■ PROVIDED TEXT
When Citizens Are Human Sacrifice: Shirley Jackson’s ‘The Lottery’, Scapegoating and Covid-19

lottery

As the daily Covid-19 case count soars to new heights here in the United States (even as we are told by our federal government that it is important we all get back to work and send our children back to school), I find myself thinking of Shirley Jackson’s short story, “The Lottery” (1948).

In this insidiously morbid story, Jackson skillfully conveys a dystopian reality in which a woman, Tessie, is stoned to death after ‘winning’ the town lottery. The stoning of the woman reflects ancient traditions (as well as those illustrated in myths) of sacrificing a scapegoat in order to benefit the community. In the case of ‘The Lottery’, the woman was sacrificed because it was her village populace belief that they needed a blood offering to ensure an abundant harvest.

What makes ‘The Lottery’ story extraordinarily eerie and sinister is that it takes place in the 20th century, and the stoning of the woman is woven within the fabric of a town that is nondescript and seemingly ordinary. The lottery and the planned scapegoating and ritual sacrifice appears to be viewed in as casual a manner as a conversation about farm equipment, taxes, or the weather.

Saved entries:
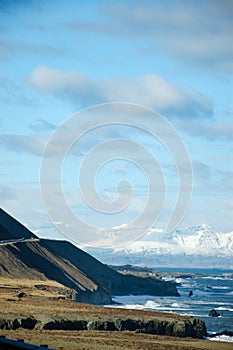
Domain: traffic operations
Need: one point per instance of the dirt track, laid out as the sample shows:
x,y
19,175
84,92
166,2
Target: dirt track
x,y
47,302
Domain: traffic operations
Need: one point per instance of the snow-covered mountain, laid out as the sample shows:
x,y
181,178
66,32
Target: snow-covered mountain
x,y
198,246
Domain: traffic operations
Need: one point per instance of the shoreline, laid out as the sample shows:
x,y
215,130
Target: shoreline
x,y
47,316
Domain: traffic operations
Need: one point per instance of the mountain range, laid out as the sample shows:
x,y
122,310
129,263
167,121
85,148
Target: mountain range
x,y
199,246
26,256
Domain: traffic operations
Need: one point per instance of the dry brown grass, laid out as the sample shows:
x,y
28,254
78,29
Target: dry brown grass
x,y
37,302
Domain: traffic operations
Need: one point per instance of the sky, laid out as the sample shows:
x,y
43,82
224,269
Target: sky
x,y
116,116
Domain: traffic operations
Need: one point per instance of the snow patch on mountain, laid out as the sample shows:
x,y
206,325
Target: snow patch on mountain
x,y
194,246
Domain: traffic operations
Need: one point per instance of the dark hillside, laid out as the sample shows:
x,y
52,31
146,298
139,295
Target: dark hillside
x,y
24,255
115,282
10,228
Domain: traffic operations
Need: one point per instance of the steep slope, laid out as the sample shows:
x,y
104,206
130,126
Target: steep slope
x,y
33,260
10,228
61,261
114,282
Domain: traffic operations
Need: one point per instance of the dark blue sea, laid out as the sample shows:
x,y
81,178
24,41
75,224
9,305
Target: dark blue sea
x,y
212,289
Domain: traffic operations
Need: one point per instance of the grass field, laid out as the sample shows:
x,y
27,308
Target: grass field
x,y
49,300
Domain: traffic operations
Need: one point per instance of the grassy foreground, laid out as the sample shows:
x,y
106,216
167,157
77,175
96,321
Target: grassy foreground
x,y
48,298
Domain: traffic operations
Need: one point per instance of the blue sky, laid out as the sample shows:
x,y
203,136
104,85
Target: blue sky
x,y
60,57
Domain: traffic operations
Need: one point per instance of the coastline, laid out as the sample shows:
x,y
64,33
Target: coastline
x,y
50,317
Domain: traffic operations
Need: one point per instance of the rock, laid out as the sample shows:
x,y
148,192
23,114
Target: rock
x,y
9,324
28,322
179,329
225,332
214,313
62,324
21,295
101,325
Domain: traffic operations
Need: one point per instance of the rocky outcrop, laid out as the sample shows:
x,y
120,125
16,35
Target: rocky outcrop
x,y
27,256
189,327
214,313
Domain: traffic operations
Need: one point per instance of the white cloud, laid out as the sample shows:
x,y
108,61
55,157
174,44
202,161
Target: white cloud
x,y
150,90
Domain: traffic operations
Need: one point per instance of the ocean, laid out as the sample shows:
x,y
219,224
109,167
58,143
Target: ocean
x,y
212,289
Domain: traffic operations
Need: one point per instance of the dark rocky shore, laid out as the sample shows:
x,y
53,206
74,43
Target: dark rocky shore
x,y
187,327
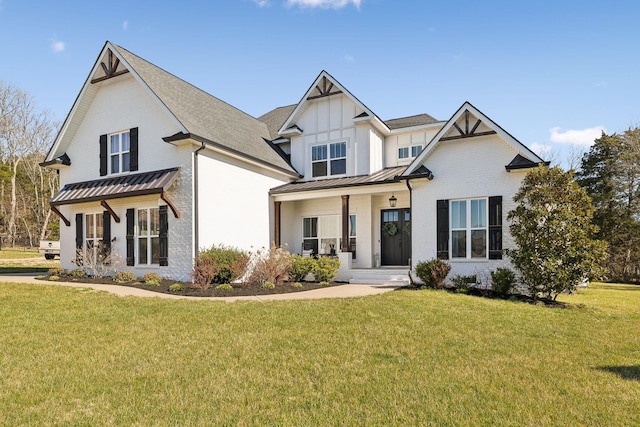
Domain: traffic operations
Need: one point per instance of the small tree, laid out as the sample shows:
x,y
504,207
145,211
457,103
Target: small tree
x,y
553,232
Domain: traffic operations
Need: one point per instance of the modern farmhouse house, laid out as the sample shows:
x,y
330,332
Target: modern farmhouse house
x,y
154,168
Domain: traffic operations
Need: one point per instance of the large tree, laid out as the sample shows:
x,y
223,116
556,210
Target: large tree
x,y
552,228
610,173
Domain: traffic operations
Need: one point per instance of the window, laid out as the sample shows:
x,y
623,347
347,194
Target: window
x,y
403,152
468,228
329,159
93,237
149,236
119,152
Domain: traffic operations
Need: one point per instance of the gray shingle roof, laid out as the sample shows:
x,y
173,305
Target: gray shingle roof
x,y
206,116
417,120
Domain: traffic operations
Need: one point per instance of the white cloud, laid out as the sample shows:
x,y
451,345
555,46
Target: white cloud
x,y
541,149
325,4
57,46
577,137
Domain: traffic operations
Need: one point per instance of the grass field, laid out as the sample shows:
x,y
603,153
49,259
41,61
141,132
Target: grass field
x,y
79,357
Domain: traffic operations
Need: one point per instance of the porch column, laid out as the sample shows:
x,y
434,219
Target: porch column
x,y
345,224
276,219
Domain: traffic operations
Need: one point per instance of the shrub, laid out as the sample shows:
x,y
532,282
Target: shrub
x,y
57,271
433,272
503,281
78,273
301,267
462,283
152,279
268,285
272,266
325,269
219,264
124,276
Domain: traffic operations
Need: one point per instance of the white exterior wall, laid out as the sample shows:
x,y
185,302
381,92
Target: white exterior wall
x,y
122,104
234,203
467,168
408,139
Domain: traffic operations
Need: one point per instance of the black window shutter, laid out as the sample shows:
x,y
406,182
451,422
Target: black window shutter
x,y
164,236
442,245
133,149
130,236
103,155
79,238
495,227
106,232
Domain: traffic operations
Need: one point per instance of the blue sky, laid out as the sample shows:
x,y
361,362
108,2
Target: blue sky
x,y
554,74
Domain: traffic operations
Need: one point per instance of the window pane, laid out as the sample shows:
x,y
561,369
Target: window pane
x,y
338,167
459,214
115,164
478,244
458,244
338,150
155,250
142,250
319,152
154,218
125,141
478,213
126,162
142,222
99,226
319,169
115,143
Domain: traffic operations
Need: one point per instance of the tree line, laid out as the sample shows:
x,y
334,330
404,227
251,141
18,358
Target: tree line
x,y
26,133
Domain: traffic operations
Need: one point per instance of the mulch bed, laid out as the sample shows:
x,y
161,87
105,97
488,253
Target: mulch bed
x,y
189,290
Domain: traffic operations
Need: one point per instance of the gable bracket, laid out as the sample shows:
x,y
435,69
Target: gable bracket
x,y
62,217
115,216
169,203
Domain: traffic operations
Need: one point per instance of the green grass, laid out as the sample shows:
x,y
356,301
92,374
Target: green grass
x,y
79,357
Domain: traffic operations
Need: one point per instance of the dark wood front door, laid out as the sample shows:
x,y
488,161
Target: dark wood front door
x,y
395,236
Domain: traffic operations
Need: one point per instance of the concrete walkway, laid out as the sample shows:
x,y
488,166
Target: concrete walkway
x,y
341,291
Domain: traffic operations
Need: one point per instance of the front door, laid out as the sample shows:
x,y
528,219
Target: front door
x,y
395,236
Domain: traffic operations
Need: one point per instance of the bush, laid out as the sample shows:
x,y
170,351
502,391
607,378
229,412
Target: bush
x,y
272,266
152,279
325,269
301,267
124,276
462,283
57,271
78,273
219,264
176,287
503,281
433,272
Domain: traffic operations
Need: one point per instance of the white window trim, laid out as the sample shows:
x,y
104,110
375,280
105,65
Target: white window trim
x,y
468,229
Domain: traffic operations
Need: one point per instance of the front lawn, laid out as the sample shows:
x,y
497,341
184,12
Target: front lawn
x,y
80,357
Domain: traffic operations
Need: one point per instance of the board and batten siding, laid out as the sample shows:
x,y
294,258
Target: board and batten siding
x,y
466,168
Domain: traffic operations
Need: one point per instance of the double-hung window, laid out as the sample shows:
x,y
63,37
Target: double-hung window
x,y
120,152
148,236
468,228
329,159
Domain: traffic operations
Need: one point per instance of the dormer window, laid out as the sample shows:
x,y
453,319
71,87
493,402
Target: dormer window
x,y
119,152
329,159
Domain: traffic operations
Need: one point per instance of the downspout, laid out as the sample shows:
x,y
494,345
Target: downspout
x,y
196,209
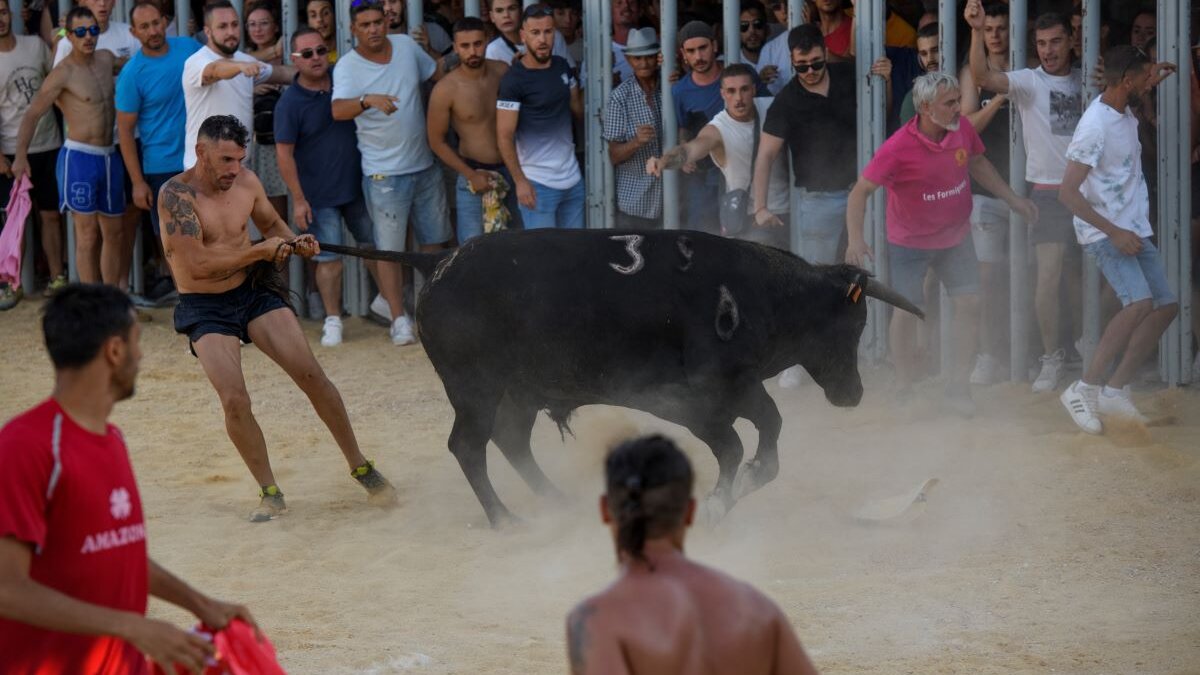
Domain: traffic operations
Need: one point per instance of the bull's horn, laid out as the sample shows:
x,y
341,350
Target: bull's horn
x,y
880,291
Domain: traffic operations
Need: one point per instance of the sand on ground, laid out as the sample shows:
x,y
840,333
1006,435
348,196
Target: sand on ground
x,y
1042,550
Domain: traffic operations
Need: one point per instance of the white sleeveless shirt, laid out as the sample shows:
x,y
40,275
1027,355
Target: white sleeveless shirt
x,y
738,141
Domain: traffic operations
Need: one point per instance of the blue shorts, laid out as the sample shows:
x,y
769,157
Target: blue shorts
x,y
225,314
1133,278
327,226
957,268
391,199
91,179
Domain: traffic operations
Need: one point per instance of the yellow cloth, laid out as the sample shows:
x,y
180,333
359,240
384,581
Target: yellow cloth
x,y
496,214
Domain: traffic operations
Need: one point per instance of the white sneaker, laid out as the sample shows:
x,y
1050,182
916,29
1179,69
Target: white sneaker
x,y
1121,405
379,308
331,335
1051,369
1080,401
792,377
987,370
402,330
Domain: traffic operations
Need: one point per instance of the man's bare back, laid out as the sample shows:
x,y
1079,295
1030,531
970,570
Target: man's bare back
x,y
473,111
216,220
87,96
682,617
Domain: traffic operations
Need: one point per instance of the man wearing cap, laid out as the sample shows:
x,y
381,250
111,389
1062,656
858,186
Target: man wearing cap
x,y
633,126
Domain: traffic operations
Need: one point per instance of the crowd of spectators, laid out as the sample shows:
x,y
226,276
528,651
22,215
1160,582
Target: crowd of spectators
x,y
462,126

■ TASK BRIEF
Carry on the essay about "The Lottery" and Covid-19 from its last paragraph.

■ THE ANSWER
The scapegoated woman selected via the town’s lottery system served as a symbol of a non-productive member of society who is unable to serve the ‘economic machine’ and therefore has no usefulness. She therefore must be sacrificed. It is a weeding-out process in which the weak must die to make room for the capable and strong members of the village.

Jackson’s story exemplifies an emotionally numb society, one in which the villagers are impatient for the lottery process and the stoning to be completed so they can resume their daily tasks and get back to work.  The villagers have no obvious feelings about Tessie’s brutal stoning as they passively observe her suffering, nor do they display feelings toward each other. They move about in a ‘consensus trance’, devoid of compassion or empathy.

Like the villagers in Jackson’s story, it seems that the Trump administration is willing to sacrifice citizens in a ‘practical’, unfeeling, and dehumanizing manner in order to “keep the economy going”. Massive increases in Covid-19 cases (over 77,000 new cases were reported yesterday) are referred to still as “embers” – little fires that need putting out.

At what point do we acknowledge that the village itself, along with the crops, is in danger of burning down?

Rebecca Mandeville, MFT

About Rebecca Mandeville, MFT

Rebecca C. Mandeville, MFT is a Psychotherapist and trauma-informed Recovery Coach, as well as an internationally recognized Family Systems expert. She served as Core Faculty at the world-renowned Institute of Transpersonal Psychology, where she first began identifying, defining, describing, and bringing attention to what she named (for research purposes) Family Scapegoating Abuse (FSA). You can purchase her book, 'Rejected, Shamed, and Blamed: Help and Hope for Adults in the Family Scapegoat Role' on Amazon and most other major online retailers.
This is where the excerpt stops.